- GIVEN REQUEST -
Below are some entries. Output each one exactly as it appears.
......
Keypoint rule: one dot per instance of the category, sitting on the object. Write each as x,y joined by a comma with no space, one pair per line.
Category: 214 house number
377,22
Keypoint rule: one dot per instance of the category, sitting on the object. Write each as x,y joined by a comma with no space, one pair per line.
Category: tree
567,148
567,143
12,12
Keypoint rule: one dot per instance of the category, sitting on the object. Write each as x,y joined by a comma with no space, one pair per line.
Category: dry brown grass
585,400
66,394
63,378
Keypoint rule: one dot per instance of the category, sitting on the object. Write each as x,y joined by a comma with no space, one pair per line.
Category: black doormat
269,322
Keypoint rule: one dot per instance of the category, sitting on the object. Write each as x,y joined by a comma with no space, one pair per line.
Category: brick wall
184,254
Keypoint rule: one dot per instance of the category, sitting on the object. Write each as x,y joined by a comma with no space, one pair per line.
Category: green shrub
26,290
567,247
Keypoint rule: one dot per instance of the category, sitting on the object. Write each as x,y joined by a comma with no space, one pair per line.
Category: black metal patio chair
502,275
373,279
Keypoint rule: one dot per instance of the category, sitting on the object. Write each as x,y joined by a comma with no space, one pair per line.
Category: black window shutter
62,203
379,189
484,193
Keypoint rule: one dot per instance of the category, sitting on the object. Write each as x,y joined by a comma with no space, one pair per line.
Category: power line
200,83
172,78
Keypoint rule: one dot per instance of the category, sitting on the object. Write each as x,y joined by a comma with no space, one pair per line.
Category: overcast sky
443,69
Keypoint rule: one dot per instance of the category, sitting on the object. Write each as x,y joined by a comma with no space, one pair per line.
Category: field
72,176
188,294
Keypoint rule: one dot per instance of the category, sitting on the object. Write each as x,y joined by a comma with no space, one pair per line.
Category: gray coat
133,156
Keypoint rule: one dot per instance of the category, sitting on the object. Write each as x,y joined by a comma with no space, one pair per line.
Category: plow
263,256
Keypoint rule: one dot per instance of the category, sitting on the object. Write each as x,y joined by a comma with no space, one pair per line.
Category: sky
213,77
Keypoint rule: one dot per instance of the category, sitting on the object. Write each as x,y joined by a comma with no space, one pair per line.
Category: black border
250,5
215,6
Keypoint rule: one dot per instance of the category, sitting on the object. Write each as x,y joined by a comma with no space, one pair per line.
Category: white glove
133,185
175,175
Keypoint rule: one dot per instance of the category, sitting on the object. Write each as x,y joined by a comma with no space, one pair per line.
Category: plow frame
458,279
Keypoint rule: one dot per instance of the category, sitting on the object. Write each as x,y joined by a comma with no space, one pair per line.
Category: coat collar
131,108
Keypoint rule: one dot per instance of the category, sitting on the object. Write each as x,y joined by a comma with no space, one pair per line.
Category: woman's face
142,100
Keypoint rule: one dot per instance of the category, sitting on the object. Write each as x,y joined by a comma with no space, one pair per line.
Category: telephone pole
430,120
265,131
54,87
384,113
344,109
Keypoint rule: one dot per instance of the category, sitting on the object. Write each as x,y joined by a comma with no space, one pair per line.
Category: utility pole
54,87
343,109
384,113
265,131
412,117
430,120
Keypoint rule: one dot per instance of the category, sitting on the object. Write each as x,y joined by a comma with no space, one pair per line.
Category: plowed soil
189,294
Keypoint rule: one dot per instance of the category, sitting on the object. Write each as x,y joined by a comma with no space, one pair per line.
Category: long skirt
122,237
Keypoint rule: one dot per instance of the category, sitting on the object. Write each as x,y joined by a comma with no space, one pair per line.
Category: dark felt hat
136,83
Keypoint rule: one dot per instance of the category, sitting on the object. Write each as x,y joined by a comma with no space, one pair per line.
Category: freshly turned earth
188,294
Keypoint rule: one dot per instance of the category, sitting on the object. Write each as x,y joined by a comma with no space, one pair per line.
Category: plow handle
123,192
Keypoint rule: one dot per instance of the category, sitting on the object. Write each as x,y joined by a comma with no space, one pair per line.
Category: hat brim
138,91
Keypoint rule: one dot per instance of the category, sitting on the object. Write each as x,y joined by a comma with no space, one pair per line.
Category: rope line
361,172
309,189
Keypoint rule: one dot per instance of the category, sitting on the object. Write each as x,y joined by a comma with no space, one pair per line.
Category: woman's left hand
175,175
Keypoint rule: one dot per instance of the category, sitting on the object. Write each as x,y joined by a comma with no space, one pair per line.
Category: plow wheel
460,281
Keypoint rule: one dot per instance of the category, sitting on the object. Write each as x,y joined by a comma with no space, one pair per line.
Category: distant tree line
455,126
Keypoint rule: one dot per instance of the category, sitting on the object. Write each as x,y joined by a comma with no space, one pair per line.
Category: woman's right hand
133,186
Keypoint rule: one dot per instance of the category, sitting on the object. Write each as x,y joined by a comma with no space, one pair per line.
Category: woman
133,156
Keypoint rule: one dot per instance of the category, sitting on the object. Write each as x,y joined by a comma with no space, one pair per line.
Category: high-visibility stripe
......
- ANSWER TO THIS TASK -
Keypoint rule: one dot per instance of the category, sitting on the object. Write each as x,y joined by a comma with no space, one pair per line.
Category: 214 house number
377,22
Keypoint rule: one dot per instance of the category, sitting on the object. Write each as x,y joined by a comma with no space, one pair per line.
Category: tree
567,148
567,143
12,12
Keypoint rule: one dot per instance of the category, sitting on the object. Write each as x,y joined by a comma with no space, one pair per line.
Category: dry brown grass
585,400
66,394
63,378
Keypoint rule: one dot per instance of the category, sitting on the object. Write each as x,y joined by a comma with no space, one pair per line.
Category: black doormat
269,322
Keypoint rule: one dot per instance of the category, sitting on the object. Write each as x,y joined by a comma with no space, one pair per line.
Category: brick wall
184,254
Keypoint rule: one dot per instance of the category, sitting on the object. Write each as x,y joined by a comma with no space, one pair per line.
Category: green shrub
26,290
567,247
Keypoint rule: one dot per instance of the category, sitting on the object. Write each as x,y joined by a comma with no space, one pair per line.
Category: black metal patio chair
502,275
373,279
Keypoint rule: one dot per instance of the category, sitting on the object. Write each as x,y joined by a comma with no space, one pair per line.
Category: black window shutter
62,203
379,189
484,193
Keypoint rule: one dot per instance of the category, sitting on the object. Write each as x,y joined by a comma with no space, one pair per line.
Category: power line
200,83
172,78
Keypoint rule: one dot per instance of the category, sitting on the object. Write each as x,y joined by a comma with no space, one pair per line.
Category: overcast sky
443,69
Keypoint rule: one dot per instance of the category, sitting on the object. Write each as x,y joined by a comma with no space, one pair per line.
Category: field
72,176
188,294
Keypoint rule: one dot per instance of the category, sitting on the object. Write each as x,y joined by a comma with no space, one pair per line.
Category: gray coat
133,156
Keypoint rule: one dot per instance of the category, sitting on the object. Write each as x,y joined by a comma with no space, one pair per line.
Category: plow
263,256
Keypoint rule: one dot per instance of the category, sitting on the object. Write each as x,y joined by a comma with no space, one pair per line.
Category: sky
213,77
Keypoint rule: one dot per instance of the category, sitting on the object. Write each as x,y joined by a comma with no space, one pair per line.
Category: black border
250,5
215,6
Keypoint rule: one dot per instance of the category, sitting on the object. Write each as x,y joined by a comma with no space, one pair per line.
Category: white glove
133,185
175,175
Keypoint rule: one dot per instance of the category, sitting on the object. Write each as x,y joined by a comma with no space, one pair per line.
Category: plow frame
458,279
Keypoint rule: one dot per instance of the category, sitting on the object. Write each as x,y joined by a comma with no space, one pair per line.
Category: coat collar
131,108
Keypoint rule: one dot per instance of the category, sitting on the object. Write each as x,y joined by a comma with no space, one pair per line.
Category: woman's face
142,100
Keypoint rule: one dot per instance of the category, sitting on the object. Write each as x,y joined by a comma with no space, one pair per line.
Category: telephone pole
430,120
265,131
54,87
384,113
344,109
Keypoint rule: one dot per instance of the category, sitting on the object. Write each as x,y joined by a comma with no space, one pair per line.
Category: utility pole
54,87
343,109
384,113
265,131
412,117
430,120
Keypoint rule: one dot per instance of the category, sitting on the object. Write each as x,y joined by a comma with no space, one pair per line.
Category: plowed soil
189,294
Keypoint rule: one dot per instance of the category, sitting on the object. Write each as x,y joined by a comma with no space, one pair per line.
Category: long skirt
122,237
Keypoint rule: one dot per instance of the category, sitting on the object. Write each as x,y joined by a comma with no space, one pair per line.
Category: dark felt hat
136,83
Keypoint rule: one dot per instance of the category, sitting on the object. Write each as x,y joined by a comma with no space, one pair per line.
Category: freshly turned earth
188,294
Keypoint rule: one dot per instance of the category, sitting on the object. Write each as x,y joined by a comma with no space, one pair per line.
Category: plow handle
123,192
Keypoint rule: one dot per instance of the category, sitting on the object. Write each as x,y joined by a comma with no space, one pair per line.
Category: hat brim
138,91
Keypoint rule: one dot per instance of the category, sitting on the object. Write each as x,y joined by a comma with no space, one pair per line.
Category: rope line
361,172
309,189
Keypoint rule: one dot per instance of the category, sitting on the object. Write each as x,y joined by a comma with no space, one pair per line.
Category: woman's left hand
175,175
Keypoint rule: one dot per instance of the category, sitting on the object. Write each as x,y joined by a comma with no space, one pair per line.
Category: plow wheel
460,281
Keypoint rule: one dot per instance of the category, sitting on the object. Write each as x,y joined by a comma with no space, one pair per line.
Category: distant tree line
455,126
Keypoint rule: one dot per instance of the category, sitting on the object. Write each as x,y joined by a comma with no space, one pair per line.
Category: woman's right hand
133,186
Keypoint rule: one dot per instance of the category, sitting on the object. Write each as x,y joined by a comma with no space, one pair per line.
Category: woman
133,156
Keypoint rule: one dot per instance of the category, sitting on the object. Write each as x,y joined by a comma with no space, one pair per line.
Category: high-visibility stripe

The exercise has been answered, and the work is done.